─── Reading passage
Otherwise the chronic error of the power and cell-phone companies—the false negative result—will continue to occur, with all the harm that the error entails. The nonlinear perspective would permit rationalization of causality based on the frequency of the kind of observation made (consistently non-zero), not on the arbitrary (and certainly wrong) assumption that a non-zero average of the magnitude of the observation is a necessary property of reproducibility.”
Folks conversant in the engineering aspects of radio frequency are typically ignorant or dismissive in the non effects of such radiation in biological life that deals in energy flows taking cues from the environment, which is why the conversation begins and ends with wattage/power exposure.
──────
─── Source material
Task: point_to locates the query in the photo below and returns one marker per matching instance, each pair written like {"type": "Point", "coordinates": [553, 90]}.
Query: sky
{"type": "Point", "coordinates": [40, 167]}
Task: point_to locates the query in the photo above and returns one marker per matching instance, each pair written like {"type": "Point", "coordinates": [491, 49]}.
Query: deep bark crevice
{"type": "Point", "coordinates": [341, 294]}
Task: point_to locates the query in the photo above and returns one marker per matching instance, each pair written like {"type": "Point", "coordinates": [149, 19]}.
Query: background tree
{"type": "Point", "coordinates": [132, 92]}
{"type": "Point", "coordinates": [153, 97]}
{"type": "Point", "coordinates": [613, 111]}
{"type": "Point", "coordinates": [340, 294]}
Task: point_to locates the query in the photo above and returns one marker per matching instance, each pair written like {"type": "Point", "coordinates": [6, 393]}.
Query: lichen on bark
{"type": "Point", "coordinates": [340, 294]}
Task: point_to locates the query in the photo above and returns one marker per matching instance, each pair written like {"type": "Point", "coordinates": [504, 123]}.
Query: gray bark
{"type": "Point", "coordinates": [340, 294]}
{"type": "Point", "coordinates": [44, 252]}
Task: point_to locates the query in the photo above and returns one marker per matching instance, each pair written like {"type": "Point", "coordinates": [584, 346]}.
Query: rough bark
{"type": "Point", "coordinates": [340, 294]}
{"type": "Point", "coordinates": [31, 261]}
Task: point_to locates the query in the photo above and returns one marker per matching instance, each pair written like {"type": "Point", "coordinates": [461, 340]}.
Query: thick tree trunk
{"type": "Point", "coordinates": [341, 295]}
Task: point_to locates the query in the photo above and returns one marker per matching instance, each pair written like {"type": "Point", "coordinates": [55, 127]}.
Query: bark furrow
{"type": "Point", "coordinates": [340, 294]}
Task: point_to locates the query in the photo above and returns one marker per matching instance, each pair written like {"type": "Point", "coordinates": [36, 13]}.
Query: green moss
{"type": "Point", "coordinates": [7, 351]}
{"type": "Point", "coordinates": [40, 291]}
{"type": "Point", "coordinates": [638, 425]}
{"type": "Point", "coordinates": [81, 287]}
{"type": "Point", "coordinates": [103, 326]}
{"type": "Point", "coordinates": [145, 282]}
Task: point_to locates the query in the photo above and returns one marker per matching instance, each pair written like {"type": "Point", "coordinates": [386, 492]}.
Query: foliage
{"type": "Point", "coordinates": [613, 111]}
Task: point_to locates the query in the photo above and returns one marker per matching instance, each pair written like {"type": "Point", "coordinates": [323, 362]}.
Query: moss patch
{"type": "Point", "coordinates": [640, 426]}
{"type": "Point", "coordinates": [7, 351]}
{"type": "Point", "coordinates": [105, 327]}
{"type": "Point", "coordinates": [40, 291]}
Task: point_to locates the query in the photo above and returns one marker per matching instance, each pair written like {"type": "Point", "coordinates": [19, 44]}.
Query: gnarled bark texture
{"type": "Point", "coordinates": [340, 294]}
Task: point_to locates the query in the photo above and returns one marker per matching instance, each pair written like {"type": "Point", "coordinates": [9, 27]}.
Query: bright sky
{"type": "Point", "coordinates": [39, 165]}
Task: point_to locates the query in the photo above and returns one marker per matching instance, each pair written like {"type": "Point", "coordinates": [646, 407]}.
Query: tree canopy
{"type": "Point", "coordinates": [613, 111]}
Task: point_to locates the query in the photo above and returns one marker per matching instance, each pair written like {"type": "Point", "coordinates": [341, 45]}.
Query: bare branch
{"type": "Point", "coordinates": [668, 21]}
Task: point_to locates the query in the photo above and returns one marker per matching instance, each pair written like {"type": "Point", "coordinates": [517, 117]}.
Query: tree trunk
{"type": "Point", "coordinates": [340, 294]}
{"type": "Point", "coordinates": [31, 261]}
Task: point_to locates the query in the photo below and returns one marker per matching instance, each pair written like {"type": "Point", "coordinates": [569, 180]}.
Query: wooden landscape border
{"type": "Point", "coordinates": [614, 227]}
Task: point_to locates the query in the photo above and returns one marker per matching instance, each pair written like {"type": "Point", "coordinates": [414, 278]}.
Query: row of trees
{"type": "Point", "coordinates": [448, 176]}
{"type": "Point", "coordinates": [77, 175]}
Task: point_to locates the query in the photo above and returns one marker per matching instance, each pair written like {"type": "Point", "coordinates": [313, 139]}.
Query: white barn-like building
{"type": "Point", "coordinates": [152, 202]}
──────
**Questions**
A - Decide whether each statement agrees with the radiation passage, answering yes or no and quoting the words from it that settle the matter: (i) The text calls the false negative result a chronic error of the power and cell-phone companies. (ii) The text says the nonlinear perspective would base causality on a non-zero average of the magnitude of the observation. (iii) The text says the conversation begins and ends with wattage/power exposure.
B - Please list every distinct word in the radiation passage that ends in "tion," naming each one only once.

**Answers to the tasks**
A -
(i) Yes: "the chronic error of the power and cell-phone companies—the false negative result"
(ii) No: "based on the frequency of the kind of observation made (consistently non-zero), not on the arbitrary (and certainly wrong) assumption that a non-zero average of the magnitude of the observation is a necessary property of reproducibility"
(iii) Yes: "which is why the conversation begins and ends with wattage/power exposure"

B - rationalization, observation, assumption, radiation, conversation